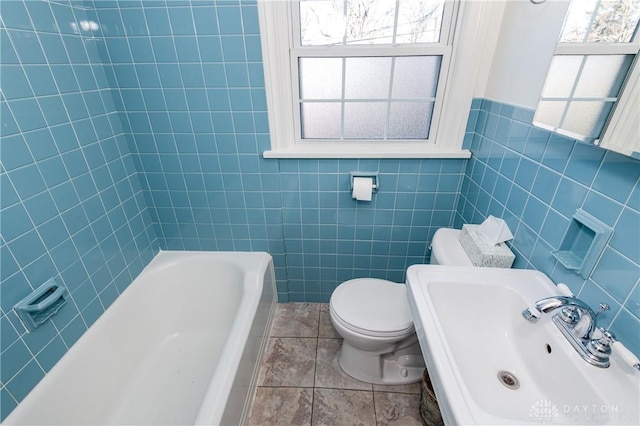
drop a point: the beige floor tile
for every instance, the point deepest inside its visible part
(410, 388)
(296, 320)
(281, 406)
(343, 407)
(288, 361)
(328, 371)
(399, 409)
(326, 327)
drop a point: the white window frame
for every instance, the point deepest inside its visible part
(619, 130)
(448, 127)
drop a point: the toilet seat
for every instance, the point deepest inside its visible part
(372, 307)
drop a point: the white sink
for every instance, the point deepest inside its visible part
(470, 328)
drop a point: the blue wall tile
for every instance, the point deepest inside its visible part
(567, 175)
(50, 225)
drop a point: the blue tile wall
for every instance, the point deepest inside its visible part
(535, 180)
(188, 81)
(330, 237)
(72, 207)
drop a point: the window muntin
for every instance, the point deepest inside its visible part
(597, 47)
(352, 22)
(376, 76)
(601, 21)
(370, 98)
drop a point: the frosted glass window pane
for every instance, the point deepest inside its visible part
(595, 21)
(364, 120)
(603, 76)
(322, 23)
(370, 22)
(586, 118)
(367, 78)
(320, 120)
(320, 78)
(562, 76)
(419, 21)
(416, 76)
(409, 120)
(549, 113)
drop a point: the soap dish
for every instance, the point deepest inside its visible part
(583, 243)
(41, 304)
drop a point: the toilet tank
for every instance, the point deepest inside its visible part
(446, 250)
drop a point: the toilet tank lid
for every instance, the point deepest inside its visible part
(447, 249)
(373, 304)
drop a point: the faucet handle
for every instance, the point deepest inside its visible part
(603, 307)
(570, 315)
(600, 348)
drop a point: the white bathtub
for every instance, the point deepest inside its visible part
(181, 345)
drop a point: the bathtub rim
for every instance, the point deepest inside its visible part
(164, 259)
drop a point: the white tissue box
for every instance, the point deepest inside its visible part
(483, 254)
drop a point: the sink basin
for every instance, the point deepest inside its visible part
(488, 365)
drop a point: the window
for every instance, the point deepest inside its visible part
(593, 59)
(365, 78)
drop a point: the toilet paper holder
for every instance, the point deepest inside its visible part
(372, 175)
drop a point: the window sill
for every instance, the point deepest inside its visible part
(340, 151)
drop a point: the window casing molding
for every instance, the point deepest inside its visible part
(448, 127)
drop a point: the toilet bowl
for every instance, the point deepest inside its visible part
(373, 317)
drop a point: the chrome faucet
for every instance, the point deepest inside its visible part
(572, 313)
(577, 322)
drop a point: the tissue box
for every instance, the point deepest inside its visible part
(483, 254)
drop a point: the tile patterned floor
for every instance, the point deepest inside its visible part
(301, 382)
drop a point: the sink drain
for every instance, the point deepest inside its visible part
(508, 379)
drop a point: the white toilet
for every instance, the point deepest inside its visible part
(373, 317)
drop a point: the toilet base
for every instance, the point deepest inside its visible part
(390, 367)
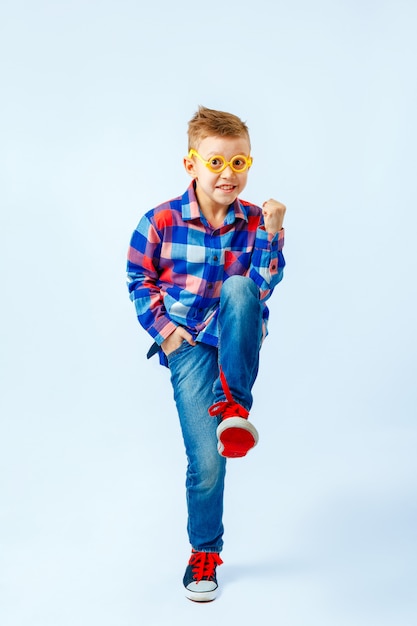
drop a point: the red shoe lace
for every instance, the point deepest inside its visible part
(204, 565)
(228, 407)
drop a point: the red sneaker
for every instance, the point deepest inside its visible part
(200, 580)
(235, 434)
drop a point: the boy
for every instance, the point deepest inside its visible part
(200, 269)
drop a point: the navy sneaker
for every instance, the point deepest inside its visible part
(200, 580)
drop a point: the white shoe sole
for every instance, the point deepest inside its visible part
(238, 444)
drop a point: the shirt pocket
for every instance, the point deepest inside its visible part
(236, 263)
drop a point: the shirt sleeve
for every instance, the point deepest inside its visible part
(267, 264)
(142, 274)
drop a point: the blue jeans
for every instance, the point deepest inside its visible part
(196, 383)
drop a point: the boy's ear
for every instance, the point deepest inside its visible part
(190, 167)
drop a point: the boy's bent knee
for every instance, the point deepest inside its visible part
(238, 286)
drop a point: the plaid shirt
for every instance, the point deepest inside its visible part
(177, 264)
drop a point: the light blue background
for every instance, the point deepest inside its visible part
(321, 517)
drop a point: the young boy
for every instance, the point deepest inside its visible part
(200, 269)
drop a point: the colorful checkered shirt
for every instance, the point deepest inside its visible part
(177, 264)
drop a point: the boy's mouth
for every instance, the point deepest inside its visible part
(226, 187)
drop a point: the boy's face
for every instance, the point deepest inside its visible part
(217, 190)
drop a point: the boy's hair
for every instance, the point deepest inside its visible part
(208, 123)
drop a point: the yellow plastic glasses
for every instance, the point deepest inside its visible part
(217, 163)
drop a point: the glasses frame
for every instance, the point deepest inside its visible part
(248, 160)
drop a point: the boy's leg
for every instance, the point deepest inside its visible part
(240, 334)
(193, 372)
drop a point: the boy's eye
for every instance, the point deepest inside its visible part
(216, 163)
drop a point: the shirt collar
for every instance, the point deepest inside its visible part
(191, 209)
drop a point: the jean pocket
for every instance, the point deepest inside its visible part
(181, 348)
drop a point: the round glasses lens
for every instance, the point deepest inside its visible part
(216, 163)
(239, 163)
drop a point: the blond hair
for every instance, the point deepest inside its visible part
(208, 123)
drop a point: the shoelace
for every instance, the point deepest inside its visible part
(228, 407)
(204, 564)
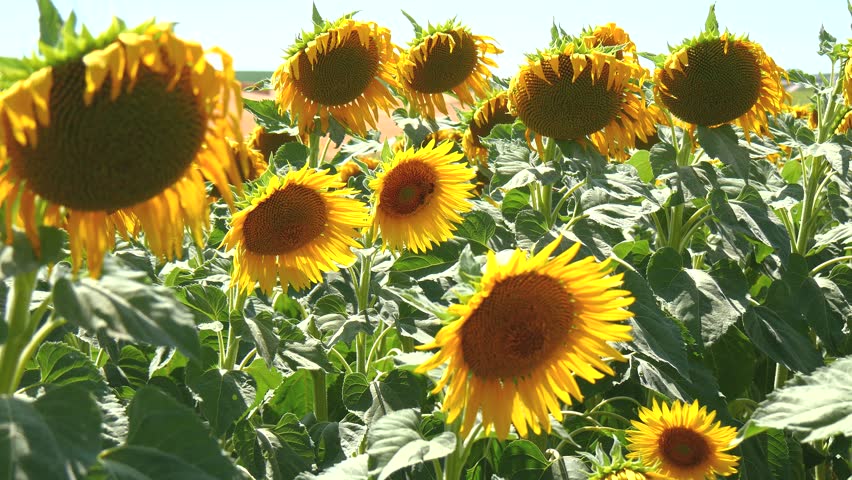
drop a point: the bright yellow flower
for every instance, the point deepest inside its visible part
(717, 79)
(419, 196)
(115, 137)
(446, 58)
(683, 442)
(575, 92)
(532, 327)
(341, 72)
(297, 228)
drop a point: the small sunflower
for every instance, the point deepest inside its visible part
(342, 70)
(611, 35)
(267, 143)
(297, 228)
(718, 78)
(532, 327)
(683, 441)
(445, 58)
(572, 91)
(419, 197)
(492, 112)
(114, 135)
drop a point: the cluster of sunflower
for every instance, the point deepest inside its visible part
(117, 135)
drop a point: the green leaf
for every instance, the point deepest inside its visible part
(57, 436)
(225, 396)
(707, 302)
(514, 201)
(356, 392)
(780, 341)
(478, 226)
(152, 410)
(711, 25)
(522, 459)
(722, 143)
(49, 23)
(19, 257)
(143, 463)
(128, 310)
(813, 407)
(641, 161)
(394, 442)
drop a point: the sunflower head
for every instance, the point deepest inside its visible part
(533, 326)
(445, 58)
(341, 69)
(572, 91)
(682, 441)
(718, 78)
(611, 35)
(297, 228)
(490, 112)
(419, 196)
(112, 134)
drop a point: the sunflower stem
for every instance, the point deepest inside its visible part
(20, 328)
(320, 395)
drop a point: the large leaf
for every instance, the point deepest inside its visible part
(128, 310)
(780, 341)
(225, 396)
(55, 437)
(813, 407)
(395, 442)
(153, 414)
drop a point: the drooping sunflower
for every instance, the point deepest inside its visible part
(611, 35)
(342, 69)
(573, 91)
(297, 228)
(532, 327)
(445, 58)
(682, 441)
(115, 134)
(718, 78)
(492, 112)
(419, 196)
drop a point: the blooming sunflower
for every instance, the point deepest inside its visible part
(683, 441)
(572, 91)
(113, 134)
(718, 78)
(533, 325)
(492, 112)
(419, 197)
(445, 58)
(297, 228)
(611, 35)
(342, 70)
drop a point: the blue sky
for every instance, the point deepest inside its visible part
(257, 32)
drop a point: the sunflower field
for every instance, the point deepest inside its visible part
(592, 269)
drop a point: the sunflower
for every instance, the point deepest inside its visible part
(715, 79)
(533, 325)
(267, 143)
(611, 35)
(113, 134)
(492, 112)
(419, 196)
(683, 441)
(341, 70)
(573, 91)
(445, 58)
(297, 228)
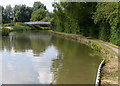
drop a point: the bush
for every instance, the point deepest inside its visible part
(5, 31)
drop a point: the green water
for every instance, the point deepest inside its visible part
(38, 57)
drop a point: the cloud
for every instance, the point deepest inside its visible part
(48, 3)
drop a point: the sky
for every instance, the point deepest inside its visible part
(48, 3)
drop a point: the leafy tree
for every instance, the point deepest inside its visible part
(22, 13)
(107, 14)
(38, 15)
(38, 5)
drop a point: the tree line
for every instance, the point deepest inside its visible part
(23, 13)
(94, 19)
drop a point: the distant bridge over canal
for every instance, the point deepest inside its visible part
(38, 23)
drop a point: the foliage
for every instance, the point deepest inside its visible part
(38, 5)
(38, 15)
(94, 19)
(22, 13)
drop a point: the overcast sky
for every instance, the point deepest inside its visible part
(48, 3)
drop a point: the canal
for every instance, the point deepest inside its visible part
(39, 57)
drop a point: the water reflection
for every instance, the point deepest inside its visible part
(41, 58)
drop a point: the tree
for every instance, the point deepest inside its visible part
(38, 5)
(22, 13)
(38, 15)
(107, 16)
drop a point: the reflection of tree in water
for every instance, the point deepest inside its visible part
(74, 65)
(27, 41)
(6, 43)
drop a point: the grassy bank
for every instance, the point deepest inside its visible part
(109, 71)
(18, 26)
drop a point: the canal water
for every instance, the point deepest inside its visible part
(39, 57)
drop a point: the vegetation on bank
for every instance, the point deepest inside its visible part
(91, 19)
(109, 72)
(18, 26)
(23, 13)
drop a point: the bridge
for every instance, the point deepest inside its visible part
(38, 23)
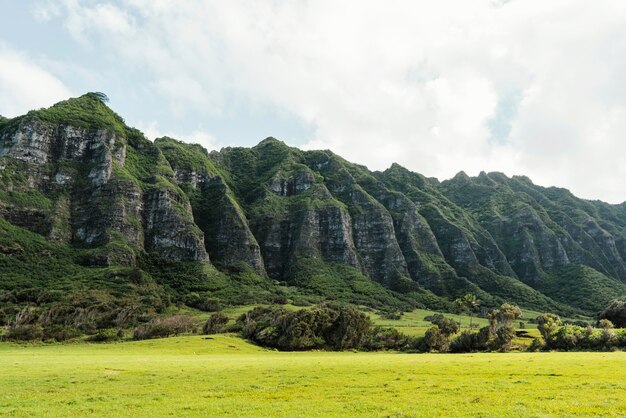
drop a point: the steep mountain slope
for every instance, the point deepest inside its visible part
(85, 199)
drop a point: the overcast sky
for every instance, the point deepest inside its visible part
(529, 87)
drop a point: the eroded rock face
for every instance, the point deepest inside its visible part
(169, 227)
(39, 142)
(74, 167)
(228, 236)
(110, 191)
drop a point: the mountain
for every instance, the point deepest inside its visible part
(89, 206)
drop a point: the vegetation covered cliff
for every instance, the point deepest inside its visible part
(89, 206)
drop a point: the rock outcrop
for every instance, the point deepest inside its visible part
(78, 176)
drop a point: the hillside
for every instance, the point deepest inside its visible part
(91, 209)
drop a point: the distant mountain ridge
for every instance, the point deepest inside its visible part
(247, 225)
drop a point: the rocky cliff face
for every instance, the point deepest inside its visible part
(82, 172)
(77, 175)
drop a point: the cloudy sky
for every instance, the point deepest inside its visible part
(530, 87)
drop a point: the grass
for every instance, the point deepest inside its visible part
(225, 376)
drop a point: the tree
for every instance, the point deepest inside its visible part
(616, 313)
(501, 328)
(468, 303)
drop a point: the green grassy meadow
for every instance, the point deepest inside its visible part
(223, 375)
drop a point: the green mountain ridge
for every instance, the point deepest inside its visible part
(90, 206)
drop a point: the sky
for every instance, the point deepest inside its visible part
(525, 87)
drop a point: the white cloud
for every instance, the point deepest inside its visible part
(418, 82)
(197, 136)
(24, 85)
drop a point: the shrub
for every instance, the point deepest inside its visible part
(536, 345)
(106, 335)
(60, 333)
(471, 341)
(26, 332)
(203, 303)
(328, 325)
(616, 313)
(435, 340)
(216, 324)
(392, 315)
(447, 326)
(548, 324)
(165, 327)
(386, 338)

- **What is being asked**:
Say how many lines in this material hold "bridge", and say nothing else.

- **Your solution**:
2